### Material shown
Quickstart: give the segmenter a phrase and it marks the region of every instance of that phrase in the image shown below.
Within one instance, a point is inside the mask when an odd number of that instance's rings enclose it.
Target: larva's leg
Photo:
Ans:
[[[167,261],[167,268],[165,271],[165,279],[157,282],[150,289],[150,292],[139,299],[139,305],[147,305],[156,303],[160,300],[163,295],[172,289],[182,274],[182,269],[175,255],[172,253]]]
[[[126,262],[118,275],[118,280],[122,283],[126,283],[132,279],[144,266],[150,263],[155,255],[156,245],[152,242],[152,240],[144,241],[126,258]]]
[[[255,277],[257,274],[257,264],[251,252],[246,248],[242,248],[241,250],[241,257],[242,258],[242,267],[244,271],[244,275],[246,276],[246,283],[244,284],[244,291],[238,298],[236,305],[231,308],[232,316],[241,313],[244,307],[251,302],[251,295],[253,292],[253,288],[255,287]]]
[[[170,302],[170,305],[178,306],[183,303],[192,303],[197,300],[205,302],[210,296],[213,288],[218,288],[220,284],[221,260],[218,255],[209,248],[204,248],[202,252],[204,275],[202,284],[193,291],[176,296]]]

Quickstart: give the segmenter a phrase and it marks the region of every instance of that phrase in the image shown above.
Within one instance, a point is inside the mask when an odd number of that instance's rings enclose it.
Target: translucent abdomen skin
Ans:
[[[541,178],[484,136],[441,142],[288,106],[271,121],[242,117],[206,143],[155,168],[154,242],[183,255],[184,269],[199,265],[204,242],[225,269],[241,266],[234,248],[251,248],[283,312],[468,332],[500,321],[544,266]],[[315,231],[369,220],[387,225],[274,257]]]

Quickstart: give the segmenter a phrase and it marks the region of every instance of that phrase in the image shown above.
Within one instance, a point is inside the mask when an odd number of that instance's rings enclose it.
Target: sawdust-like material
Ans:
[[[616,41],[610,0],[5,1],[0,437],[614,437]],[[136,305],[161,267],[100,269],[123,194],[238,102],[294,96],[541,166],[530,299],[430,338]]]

### Direction
Retype all three records above word for word, in their original order.

### Result of the task
Quickstart: give the segmenter a phrase and it marks the region of every instance of that phrase in the image shown below.
Within one instance, a point is inside the mask when an odd number of that instance's rings enclose it.
Target: larva's leg
Photo:
Ans:
[[[167,261],[167,268],[165,271],[165,279],[157,282],[150,289],[150,292],[139,299],[139,305],[147,305],[156,303],[160,300],[163,295],[172,289],[182,274],[182,269],[175,255],[172,253]]]
[[[126,262],[118,275],[118,280],[122,283],[126,283],[132,279],[144,266],[150,263],[155,255],[156,245],[152,242],[152,240],[144,241],[126,258]]]
[[[255,277],[257,274],[257,264],[251,252],[246,248],[242,248],[241,250],[241,257],[242,258],[242,267],[244,271],[244,275],[246,276],[246,283],[244,284],[244,291],[238,298],[236,305],[231,308],[232,316],[241,313],[244,307],[251,302],[251,295],[253,292],[253,288],[255,287]]]
[[[170,302],[170,305],[178,306],[183,303],[192,303],[197,300],[205,302],[210,296],[213,288],[218,288],[220,284],[221,260],[218,255],[209,248],[204,248],[202,252],[204,275],[202,284],[193,291],[176,296]]]

Quickstart: give the segmenter a phrase and it marks the region of every instance of that phrase in the image shown above.
Within one instance, a point is inside the mask when an odd number of that instance's rings enclose it.
Target: translucent abdomen skin
Ans:
[[[541,178],[484,136],[441,142],[288,106],[271,121],[242,117],[206,143],[155,168],[154,242],[183,255],[184,269],[199,265],[204,242],[225,269],[241,266],[234,248],[251,248],[283,312],[468,332],[500,321],[544,266]],[[315,231],[369,220],[387,225],[274,257]]]

Quickstart: give the segmenter a phrase and it marks the region of every instance of that phrase in the image shown above.
Within one instance, a point is inside the mask when an odd number of that instance's rings enclose it.
Target: sawdust-like material
Ans:
[[[616,41],[610,0],[5,1],[0,437],[614,437]],[[136,305],[161,267],[100,269],[123,194],[238,102],[294,96],[541,166],[530,299],[430,338]]]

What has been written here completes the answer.